- _Assignment_
Please reproduce word for word the passage on the West's religious war, from "Monday, November 12, 2007" to "reaction to the West.".

- _Given passage_
•••

Monday, November 12, 2007

If we are in a fourth world war, as Norman Podhoretz proclaims, it is a religious war.

Asia Times Online :: Asian News, Business and Economy - The inside story of the Western mind
America's "war on terror" proceeds from a political philosophy that treats radical Islam as if it were a political movement - "Islamo-fascism" - rather than a truly religious response to the West. If we are in a fourth world war, as Norman Podhoretz proclaims, it is a religious war. The West is not fighting individual criminals, as the left insists; it is not fighting a Soviet-style state, as the Iraqi disaster makes clear; nor is it fighting a political movement. It is fighting a religion, specifically a religion that arose in enraged reaction to the West.

None of the political leaders of the West, and few of the West's opinion leaders, comprehend this.

•••

- _Dataset excerpt_
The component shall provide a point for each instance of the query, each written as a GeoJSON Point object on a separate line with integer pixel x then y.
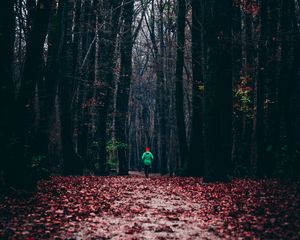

•••

- _Task solution_
Monday, November 12, 2007

If we are in a fourth world war, as Norman Podhoretz proclaims, it is a religious war.

Asia Times Online :: Asian News, Business and Economy - The inside story of the Western mind
America's "war on terror" proceeds from a political philosophy that treats radical Islam as if it were a political movement - "Islamo-fascism" - rather than a truly religious response to the West. If we are in a fourth world war, as Norman Podhoretz proclaims, it is a religious war. The West is not fighting individual criminals, as the left insists; it is not fighting a Soviet-style state, as the Iraqi disaster makes clear; nor is it fighting a political movement. It is fighting a religion, specifically a religion that arose in enraged reaction to the West.